§ **EXERCISE TASK**
Recast all the records below as a Markdown table with two columns, Row and Text. Put each line's sequence number under Row and the line itself under Text, skipping any blank lines.

START

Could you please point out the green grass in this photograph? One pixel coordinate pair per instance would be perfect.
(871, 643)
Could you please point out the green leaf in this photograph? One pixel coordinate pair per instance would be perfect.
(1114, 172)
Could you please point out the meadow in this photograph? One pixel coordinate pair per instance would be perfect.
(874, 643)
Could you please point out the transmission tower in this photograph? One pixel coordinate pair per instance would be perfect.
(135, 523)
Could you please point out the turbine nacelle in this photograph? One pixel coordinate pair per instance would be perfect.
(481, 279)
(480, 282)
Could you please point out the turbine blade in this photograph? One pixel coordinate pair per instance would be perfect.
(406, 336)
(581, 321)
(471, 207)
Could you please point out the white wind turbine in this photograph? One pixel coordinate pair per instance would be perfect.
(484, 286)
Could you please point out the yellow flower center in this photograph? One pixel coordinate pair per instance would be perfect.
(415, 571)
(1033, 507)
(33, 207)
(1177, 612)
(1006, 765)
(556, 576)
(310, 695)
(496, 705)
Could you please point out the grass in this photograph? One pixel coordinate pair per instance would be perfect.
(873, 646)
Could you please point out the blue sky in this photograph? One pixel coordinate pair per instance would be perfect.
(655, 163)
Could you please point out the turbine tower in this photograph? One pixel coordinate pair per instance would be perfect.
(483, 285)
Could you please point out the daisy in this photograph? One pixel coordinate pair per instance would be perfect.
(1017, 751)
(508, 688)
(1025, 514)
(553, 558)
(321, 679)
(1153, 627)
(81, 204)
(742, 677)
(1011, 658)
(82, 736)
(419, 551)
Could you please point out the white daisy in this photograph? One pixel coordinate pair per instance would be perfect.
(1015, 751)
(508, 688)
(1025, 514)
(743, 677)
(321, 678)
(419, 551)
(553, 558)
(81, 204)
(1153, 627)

END

§ **THE COMPLETED TASK**
| Row | Text |
|---|---|
| 1 | Could you please point out the green grass in this photograph? One pixel coordinate pair per instance would be perfect. |
| 2 | (871, 643) |
| 3 | Could you please point out the green leaf in this photograph? One pixel coordinate pair per instance would be perfect. |
| 4 | (1114, 172) |
| 5 | Could you please point out the meadow in this photograph? One pixel coordinate pair per instance would be perfect. |
| 6 | (874, 643) |
| 7 | Could you please point out the transmission tower in this photograph? One pixel coordinate pair per instance would be perfect. |
| 8 | (135, 523) |
| 9 | Could you please point out the turbine nacelle in this photograph? One pixel coordinate pair per instance would be perfect. |
| 10 | (481, 279) |
| 11 | (480, 282) |
| 12 | Could you please point out the turbine blade in this photograph? One pixel coordinate pair per instance would be perfect. |
| 13 | (406, 336) |
| 14 | (581, 321) |
| 15 | (471, 207) |
| 16 | Could you please point out the white wind turbine in this photograph? One pixel coordinate pair per instance would be perfect. |
| 17 | (484, 286) |
| 18 | Could you please point out the yellow flower center in this photograph? One pixel coordinate pair per instance would be perfect. |
| 19 | (415, 571) |
| 20 | (1033, 507) |
| 21 | (33, 207) |
| 22 | (1177, 612) |
| 23 | (1006, 765) |
| 24 | (556, 576) |
| 25 | (310, 695) |
| 26 | (496, 705) |
| 27 | Could you please point out the grass in this photograph? One pixel coordinate pair per instance would be perfect. |
| 28 | (873, 646) |
| 29 | Could you please point out the blue sky in this photograph? One pixel coordinate pair per instance would be perfect. |
| 30 | (655, 163) |
| 31 | Could you please point out the turbine tower in this photograph? One pixel coordinate pair per instance would be perfect. |
| 32 | (483, 285) |
| 33 | Could you please point out the daisy in this photograph? One pixel coordinate pair per instance would be perfect. |
| 34 | (1017, 751) |
| 35 | (508, 688) |
| 36 | (1025, 514) |
| 37 | (553, 558) |
| 38 | (321, 679) |
| 39 | (1153, 627) |
| 40 | (81, 204) |
| 41 | (742, 677) |
| 42 | (1011, 658) |
| 43 | (82, 736) |
| 44 | (419, 551) |
| 45 | Could you please point out the white daisy in this photograph? One pixel coordinate pair per instance would be perfect. |
| 46 | (1015, 751) |
| 47 | (508, 688) |
| 48 | (1025, 514) |
| 49 | (743, 677) |
| 50 | (321, 678) |
| 51 | (419, 551) |
| 52 | (553, 558) |
| 53 | (81, 204) |
| 54 | (1153, 627) |